--- begin Dataset excerpts ---

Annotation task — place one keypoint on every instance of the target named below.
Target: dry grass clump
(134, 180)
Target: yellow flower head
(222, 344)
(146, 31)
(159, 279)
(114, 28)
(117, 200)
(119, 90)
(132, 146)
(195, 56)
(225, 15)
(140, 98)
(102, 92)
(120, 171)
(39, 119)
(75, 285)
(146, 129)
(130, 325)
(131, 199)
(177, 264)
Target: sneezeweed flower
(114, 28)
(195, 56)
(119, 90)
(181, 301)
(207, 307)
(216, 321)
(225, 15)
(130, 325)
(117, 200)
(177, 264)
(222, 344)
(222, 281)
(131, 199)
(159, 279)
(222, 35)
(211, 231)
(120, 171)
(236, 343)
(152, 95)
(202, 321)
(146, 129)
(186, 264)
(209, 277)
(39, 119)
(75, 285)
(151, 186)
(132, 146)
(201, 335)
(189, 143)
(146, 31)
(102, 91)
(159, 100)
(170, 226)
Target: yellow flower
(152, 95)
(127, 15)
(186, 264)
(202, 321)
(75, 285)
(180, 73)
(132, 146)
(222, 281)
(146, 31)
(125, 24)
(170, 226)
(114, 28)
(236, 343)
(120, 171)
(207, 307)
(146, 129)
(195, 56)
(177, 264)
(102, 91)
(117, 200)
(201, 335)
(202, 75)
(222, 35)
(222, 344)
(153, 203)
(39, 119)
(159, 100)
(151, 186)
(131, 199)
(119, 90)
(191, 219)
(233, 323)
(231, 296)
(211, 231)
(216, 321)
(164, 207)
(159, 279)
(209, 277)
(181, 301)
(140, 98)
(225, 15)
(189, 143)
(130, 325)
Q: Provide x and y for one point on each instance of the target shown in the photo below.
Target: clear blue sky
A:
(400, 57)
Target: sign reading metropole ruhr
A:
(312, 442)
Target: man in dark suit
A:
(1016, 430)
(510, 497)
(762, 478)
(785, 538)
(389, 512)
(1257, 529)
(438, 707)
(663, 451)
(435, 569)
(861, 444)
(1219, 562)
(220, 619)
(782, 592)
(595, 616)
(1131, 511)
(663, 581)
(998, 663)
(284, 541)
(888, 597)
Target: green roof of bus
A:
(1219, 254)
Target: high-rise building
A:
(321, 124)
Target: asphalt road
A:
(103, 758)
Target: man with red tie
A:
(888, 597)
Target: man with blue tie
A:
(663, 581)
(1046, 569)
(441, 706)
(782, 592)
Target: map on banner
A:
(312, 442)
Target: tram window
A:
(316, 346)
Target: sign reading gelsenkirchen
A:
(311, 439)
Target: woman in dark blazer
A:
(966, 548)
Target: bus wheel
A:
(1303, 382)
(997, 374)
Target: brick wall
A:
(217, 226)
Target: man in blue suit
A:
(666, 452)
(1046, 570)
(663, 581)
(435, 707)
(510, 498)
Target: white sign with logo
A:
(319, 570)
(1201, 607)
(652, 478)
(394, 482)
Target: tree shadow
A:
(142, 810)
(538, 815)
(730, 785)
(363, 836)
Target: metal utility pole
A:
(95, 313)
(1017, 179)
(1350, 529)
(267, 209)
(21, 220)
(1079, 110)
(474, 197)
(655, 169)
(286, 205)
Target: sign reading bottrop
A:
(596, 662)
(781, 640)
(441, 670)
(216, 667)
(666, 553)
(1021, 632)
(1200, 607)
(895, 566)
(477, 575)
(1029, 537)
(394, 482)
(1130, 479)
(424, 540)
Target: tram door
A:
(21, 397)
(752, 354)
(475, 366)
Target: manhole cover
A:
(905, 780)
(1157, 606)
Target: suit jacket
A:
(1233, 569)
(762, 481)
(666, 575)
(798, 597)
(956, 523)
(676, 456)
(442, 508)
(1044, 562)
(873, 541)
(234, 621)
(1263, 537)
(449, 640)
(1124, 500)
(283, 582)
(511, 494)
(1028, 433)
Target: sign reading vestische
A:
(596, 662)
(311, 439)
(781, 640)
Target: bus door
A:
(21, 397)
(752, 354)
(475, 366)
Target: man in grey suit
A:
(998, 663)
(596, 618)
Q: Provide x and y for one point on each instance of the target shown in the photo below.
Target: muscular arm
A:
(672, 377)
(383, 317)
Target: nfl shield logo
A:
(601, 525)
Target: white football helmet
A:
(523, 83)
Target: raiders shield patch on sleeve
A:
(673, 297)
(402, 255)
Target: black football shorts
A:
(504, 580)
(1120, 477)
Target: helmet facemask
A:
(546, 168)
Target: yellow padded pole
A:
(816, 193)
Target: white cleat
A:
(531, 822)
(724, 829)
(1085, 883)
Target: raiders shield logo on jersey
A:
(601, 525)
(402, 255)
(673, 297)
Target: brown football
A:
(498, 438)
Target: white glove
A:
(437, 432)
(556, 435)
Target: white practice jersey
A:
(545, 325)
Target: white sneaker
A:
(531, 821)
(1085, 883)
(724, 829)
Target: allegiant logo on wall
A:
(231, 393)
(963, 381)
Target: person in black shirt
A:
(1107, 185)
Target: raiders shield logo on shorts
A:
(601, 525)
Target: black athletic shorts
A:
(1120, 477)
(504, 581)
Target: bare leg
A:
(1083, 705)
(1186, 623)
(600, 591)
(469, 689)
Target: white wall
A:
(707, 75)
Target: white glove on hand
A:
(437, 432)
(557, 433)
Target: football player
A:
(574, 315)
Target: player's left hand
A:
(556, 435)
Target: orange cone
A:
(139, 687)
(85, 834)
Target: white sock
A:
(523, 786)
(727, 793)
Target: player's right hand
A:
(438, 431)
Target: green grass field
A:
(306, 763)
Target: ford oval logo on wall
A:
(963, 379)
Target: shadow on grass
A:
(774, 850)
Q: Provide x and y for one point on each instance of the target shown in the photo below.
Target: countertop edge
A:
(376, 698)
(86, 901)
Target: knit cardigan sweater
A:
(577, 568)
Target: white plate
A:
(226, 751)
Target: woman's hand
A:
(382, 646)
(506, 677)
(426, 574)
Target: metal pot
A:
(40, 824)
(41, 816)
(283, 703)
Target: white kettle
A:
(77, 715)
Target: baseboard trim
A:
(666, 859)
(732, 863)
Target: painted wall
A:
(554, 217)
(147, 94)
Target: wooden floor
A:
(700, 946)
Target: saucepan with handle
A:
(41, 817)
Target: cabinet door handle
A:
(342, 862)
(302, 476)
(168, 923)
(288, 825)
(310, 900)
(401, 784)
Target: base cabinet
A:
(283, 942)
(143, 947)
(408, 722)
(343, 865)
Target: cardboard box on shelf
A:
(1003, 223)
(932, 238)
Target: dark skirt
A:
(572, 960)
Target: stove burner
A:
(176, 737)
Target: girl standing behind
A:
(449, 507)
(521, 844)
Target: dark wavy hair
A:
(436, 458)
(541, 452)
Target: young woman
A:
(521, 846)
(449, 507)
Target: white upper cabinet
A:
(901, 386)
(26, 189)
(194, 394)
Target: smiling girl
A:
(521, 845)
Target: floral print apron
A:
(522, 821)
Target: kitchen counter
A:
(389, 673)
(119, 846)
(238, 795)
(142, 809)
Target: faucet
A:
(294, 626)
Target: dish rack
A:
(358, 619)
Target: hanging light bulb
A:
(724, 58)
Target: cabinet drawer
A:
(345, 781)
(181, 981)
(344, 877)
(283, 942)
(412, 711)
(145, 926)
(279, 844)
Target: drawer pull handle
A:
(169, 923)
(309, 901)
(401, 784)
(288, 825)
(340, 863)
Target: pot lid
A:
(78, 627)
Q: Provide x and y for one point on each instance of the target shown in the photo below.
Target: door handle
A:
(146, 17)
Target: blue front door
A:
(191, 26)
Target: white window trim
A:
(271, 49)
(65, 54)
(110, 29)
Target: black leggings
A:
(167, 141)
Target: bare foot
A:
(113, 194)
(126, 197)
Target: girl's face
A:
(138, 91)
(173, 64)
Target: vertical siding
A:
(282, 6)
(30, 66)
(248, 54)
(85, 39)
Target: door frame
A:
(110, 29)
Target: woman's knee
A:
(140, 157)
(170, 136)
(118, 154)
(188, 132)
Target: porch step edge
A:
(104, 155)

--- end Dataset excerpts ---

Written instruction: In the records above, locate the line that contains "Target: cardboard box on shelf". Repeat it and every line after it, exactly, and nothing else.

Exercise result:
Target: cardboard box on shelf
A:
(1003, 223)
(932, 238)
Target: dark skirt
A:
(572, 960)
Target: stove burner
A:
(176, 737)
Target: girl standing behind
A:
(449, 507)
(521, 844)
Target: dark wavy hair
A:
(436, 458)
(541, 452)
Target: young woman
A:
(521, 846)
(449, 507)
Target: white upper cabinet
A:
(901, 386)
(26, 189)
(194, 394)
Target: smiling girl
A:
(521, 845)
Target: floral print apron
A:
(522, 821)
Target: kitchen counter
A:
(389, 673)
(119, 846)
(238, 795)
(142, 809)
Target: faucet
A:
(294, 626)
Target: dish rack
A:
(358, 619)
Target: hanging light bulb
A:
(724, 58)
Target: cabinet drawer
A:
(345, 781)
(181, 981)
(344, 877)
(283, 942)
(412, 711)
(145, 926)
(279, 844)
Target: drawer pull handle
A:
(169, 923)
(309, 901)
(401, 784)
(288, 825)
(340, 863)
Target: pot lid
A:
(78, 627)
Q: Provide x and y for one point on each instance of the target shown in the photo below.
Target: door handle
A:
(146, 17)
Target: blue front door
A:
(191, 26)
Target: white window trim
A:
(271, 49)
(65, 54)
(110, 29)
Target: black leggings
A:
(167, 141)
Target: bare foot
A:
(113, 194)
(126, 197)
Target: girl's face
A:
(138, 91)
(173, 64)
Target: vertical siding
A:
(282, 6)
(30, 66)
(248, 54)
(85, 39)
Target: door frame
A:
(110, 29)
Target: woman's knee
A:
(140, 157)
(170, 136)
(118, 154)
(188, 132)
Target: porch step edge
A:
(104, 155)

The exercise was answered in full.